» **REQUIRED WORK**: Every line with "goalkeeper" in it should be copied from the data.

-------- SOURCE DATA

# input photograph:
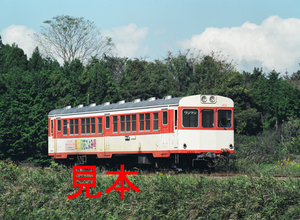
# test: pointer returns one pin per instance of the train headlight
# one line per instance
(203, 99)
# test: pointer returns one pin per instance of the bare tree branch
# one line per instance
(70, 38)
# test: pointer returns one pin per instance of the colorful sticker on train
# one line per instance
(89, 144)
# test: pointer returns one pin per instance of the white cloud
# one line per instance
(274, 44)
(20, 35)
(128, 40)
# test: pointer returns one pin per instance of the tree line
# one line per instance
(31, 88)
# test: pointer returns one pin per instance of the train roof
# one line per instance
(122, 105)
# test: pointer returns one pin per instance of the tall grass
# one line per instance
(36, 193)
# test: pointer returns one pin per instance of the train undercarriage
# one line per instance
(204, 162)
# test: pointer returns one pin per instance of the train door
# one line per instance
(107, 136)
(165, 135)
(175, 133)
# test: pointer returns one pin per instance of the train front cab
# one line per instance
(206, 126)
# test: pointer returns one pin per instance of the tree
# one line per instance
(69, 38)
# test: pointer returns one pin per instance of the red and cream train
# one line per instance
(176, 131)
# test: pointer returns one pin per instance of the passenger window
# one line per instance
(224, 118)
(127, 123)
(83, 126)
(71, 127)
(208, 118)
(155, 121)
(99, 125)
(147, 120)
(65, 127)
(88, 131)
(176, 119)
(115, 124)
(93, 125)
(142, 122)
(76, 126)
(190, 118)
(107, 122)
(165, 117)
(51, 131)
(133, 125)
(58, 125)
(122, 121)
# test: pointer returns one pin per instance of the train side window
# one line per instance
(176, 119)
(190, 118)
(133, 123)
(127, 123)
(224, 118)
(107, 122)
(65, 127)
(142, 122)
(71, 127)
(83, 126)
(76, 126)
(51, 131)
(100, 125)
(147, 120)
(93, 125)
(58, 125)
(122, 121)
(87, 125)
(208, 118)
(155, 121)
(115, 124)
(165, 117)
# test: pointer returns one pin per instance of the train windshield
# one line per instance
(190, 118)
(224, 118)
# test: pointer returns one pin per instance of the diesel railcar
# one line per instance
(177, 132)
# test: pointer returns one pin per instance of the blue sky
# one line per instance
(252, 33)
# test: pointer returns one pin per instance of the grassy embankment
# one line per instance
(28, 192)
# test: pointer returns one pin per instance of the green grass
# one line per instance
(28, 192)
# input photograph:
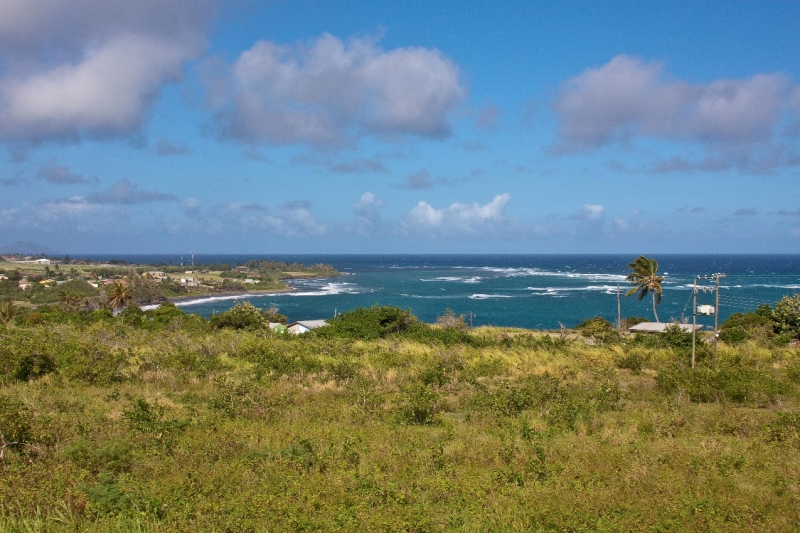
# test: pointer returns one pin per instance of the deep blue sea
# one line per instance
(530, 291)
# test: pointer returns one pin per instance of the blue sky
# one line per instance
(400, 127)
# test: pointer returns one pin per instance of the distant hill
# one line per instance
(26, 248)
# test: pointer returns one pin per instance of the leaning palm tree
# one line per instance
(7, 311)
(644, 278)
(118, 295)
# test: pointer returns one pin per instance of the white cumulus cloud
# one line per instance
(330, 91)
(628, 96)
(78, 68)
(459, 219)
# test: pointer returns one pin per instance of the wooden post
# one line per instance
(694, 320)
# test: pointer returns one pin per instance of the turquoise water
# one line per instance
(531, 291)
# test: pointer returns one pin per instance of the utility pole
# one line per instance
(716, 317)
(694, 320)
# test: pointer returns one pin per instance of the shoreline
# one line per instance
(181, 299)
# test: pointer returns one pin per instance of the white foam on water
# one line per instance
(461, 279)
(328, 289)
(521, 272)
(212, 299)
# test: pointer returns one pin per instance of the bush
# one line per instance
(734, 383)
(111, 456)
(740, 327)
(449, 320)
(14, 422)
(240, 316)
(600, 329)
(34, 365)
(369, 323)
(632, 359)
(787, 316)
(419, 404)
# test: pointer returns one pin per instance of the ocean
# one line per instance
(528, 291)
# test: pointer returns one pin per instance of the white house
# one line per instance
(304, 326)
(661, 327)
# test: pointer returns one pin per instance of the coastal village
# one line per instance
(31, 281)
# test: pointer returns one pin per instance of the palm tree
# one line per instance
(644, 278)
(68, 299)
(7, 311)
(118, 295)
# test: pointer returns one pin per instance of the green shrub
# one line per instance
(419, 404)
(633, 359)
(740, 327)
(15, 422)
(786, 315)
(449, 320)
(110, 456)
(734, 383)
(600, 329)
(785, 428)
(243, 315)
(34, 365)
(368, 323)
(107, 496)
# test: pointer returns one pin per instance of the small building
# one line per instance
(277, 327)
(661, 327)
(155, 275)
(304, 326)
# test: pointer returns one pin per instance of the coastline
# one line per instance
(229, 294)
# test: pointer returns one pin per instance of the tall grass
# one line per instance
(185, 428)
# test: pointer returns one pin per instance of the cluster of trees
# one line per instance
(780, 323)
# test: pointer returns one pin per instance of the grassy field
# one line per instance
(172, 425)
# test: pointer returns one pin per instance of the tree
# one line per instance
(787, 316)
(644, 278)
(118, 295)
(7, 311)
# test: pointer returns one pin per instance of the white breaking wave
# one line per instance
(328, 289)
(211, 299)
(521, 272)
(462, 279)
(608, 289)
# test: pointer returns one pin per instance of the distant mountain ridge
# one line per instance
(26, 248)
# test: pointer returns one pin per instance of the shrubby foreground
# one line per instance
(161, 421)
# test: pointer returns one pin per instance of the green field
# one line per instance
(162, 421)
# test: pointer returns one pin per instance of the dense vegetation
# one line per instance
(162, 421)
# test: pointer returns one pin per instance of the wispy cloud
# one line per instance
(113, 58)
(165, 147)
(330, 92)
(125, 192)
(460, 220)
(56, 173)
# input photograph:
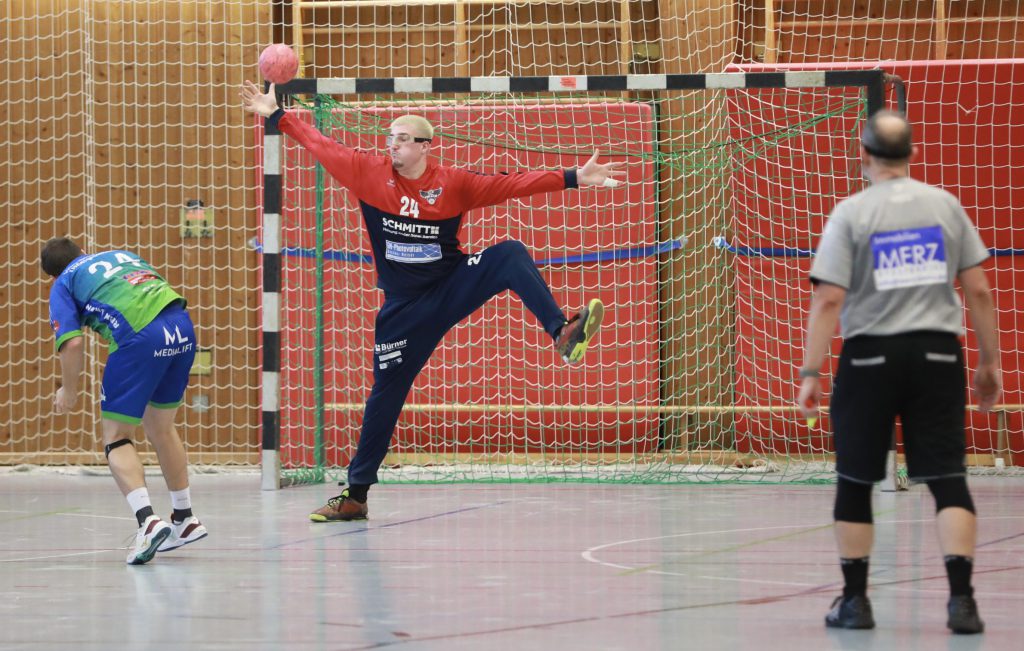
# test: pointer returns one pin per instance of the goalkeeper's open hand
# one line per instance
(255, 101)
(594, 173)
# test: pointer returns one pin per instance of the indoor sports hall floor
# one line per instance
(519, 567)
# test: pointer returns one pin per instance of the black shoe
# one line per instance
(964, 615)
(850, 612)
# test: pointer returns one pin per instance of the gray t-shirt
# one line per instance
(896, 247)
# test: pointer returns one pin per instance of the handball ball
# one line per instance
(279, 63)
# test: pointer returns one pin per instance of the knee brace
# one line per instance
(853, 502)
(950, 491)
(116, 444)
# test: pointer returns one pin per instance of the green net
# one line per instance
(700, 259)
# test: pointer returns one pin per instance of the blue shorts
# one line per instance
(151, 369)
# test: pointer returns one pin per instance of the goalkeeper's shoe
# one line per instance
(340, 509)
(578, 333)
(151, 535)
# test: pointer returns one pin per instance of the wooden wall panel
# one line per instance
(165, 126)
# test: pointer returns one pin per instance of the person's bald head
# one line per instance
(888, 137)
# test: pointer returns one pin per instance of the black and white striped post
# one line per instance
(271, 309)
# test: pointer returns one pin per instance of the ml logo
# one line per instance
(174, 338)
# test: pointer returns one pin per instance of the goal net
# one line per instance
(690, 377)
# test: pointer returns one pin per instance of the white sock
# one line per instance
(180, 500)
(138, 498)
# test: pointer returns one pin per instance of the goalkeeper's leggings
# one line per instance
(409, 329)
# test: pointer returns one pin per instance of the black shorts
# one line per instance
(916, 376)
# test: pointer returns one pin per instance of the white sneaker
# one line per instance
(188, 530)
(153, 532)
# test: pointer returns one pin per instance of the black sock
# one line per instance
(142, 514)
(358, 492)
(958, 569)
(179, 515)
(855, 575)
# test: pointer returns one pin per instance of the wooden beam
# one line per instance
(478, 27)
(625, 37)
(771, 45)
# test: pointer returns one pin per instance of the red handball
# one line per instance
(279, 63)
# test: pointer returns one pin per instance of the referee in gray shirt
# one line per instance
(885, 270)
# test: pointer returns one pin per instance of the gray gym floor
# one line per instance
(489, 567)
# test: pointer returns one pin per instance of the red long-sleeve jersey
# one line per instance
(414, 224)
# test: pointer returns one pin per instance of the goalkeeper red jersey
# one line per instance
(414, 224)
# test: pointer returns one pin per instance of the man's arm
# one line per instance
(981, 309)
(483, 189)
(341, 162)
(826, 303)
(72, 364)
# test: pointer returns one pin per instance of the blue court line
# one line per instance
(1004, 539)
(610, 255)
(388, 525)
(785, 252)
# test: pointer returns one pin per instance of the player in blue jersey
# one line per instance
(152, 347)
(413, 209)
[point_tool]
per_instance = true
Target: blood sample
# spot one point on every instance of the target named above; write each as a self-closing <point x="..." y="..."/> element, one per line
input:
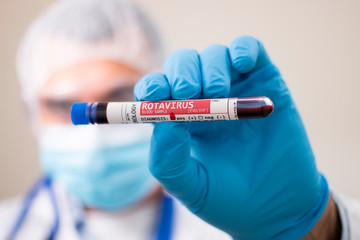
<point x="219" y="109"/>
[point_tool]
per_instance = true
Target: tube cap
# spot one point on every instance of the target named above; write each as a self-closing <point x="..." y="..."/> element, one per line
<point x="80" y="113"/>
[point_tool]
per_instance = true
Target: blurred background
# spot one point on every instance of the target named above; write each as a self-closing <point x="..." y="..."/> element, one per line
<point x="314" y="43"/>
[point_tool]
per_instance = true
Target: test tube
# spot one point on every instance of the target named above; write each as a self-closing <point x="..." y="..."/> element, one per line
<point x="220" y="109"/>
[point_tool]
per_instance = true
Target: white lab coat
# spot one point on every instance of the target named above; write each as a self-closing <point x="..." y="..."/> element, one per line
<point x="131" y="225"/>
<point x="134" y="225"/>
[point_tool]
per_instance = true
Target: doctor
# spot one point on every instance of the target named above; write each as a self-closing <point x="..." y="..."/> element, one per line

----------------

» **RESPONSE AREA**:
# test: pointer returns one pin per instance of the goalkeeper's open hand
# test: pointer returns one pin per instance of the goalkeeper's shoe
# test: pointer returns one pin per instance of the goalkeeper's leggings
# test: pointer returns one pin per instance of the goalkeeper red jersey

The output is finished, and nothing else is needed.